## Selected passage
Aimee O'Leary
Written by
Aimee O'Leary

A couple of years ago when we were all in the office (remember those days?), I woke up to a racing heart, knot in my stomach and lump in my throat that I’m sure most people with anxiety would recognise. Today was going to be one of those days. Without thinking I wrote out what had become my default message in times like these about waking up with some kind of illness. But as I was about to hit send, I paused.

I’m lucky enough to work with amazing people who are understanding, open and are working hard to create psychologically safe workplaces where people can be 100% themselves. We’d had numerous conversations about mental health and the importance of breaking the stigma. So why was I not telling them the truth?

Because the stigma around mental health is so ubiquitous that it’s hard to feel safe even when you know the people around you are supportive and non judgemental. But I remembered those conversations, so I decided to be honest.

“Hey Aimee, no problem. Hope you feel better today. Is there anything we can do to help? Do you need a hand with work related stuff? We can have a call later”

The knot in my stomach loosened a little. Being honest meant I didn’t have to deal with the guilt of making up an illness or the stress of hiding what was going on. The work day continued as normal and I got everything done that I had planned. But most importantly, I felt like the stigma was shrinking and in today’s battle against anxiety I had won.

## Given information

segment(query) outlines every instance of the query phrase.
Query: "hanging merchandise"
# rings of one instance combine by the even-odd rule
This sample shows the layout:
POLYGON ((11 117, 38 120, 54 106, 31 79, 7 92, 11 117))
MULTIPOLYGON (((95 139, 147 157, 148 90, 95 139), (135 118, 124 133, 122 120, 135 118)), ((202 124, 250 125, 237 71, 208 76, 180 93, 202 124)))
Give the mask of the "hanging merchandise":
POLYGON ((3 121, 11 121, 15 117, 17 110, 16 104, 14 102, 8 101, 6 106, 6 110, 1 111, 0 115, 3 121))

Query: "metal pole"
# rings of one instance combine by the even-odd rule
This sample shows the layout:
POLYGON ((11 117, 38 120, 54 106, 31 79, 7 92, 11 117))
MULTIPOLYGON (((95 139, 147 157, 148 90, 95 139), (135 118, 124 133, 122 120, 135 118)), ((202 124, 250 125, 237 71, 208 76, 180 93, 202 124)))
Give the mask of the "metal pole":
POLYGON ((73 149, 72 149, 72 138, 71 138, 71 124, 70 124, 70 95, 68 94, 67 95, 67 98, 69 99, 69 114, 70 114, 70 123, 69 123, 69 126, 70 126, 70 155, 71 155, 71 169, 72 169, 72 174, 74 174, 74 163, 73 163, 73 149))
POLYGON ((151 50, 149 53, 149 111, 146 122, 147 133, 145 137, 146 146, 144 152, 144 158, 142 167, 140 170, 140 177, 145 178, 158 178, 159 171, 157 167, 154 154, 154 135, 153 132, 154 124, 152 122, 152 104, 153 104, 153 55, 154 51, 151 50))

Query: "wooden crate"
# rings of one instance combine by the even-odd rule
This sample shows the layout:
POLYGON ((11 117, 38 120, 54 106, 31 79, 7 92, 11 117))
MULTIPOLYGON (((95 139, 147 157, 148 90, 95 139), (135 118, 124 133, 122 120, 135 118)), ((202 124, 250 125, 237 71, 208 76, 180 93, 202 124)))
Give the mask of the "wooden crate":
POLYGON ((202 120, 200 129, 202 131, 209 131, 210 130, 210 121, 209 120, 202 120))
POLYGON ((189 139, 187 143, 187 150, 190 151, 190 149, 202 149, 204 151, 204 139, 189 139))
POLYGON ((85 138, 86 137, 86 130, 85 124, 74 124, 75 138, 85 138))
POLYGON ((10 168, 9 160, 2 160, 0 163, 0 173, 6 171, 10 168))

## Directions
1 - Answer these questions about the essay on anxiety at work:
(a) How long ago did the events described take place?
(b) What had the writer's default message in such times claimed?
(c) Being honest spared the writer which two things?
2 - Please list every physical sensation the writer of the essay on anxiety at work woke up with.
3 - Write the next part of the essay on anxiety at work, picking up after its final sentence.

## Task-by-task answers
1 -
(a) A couple of years ago, when everyone was still in the office.
(b) That the writer had woken up with some kind of illness.
(c) The guilt of making up an illness and the stress of hiding what was going on.

2 -
- A racing heart
- A knot in the stomach
- A lump in the throat

3 -
That experience meant that when I started therapy 6 weeks ago, instead of making up a recurring appointment, I sent a calendar invite “Aimee therapy” to the team. A few minutes later I received one message asking if I needed any additional support and another saying how happy they were for me. Sitting alone in my bedroom, I had never felt more connected to, or supported by my colleagues.

It can’t be underestimated how much impact this kind of openness can have. Employers that take the time to understand what you are struggling with, and how it affects your work, gives the chance to tailor your environment to your needs. One open conversation about mental health can be the difference between a colleague battling silently and alone, or asking for the support they need.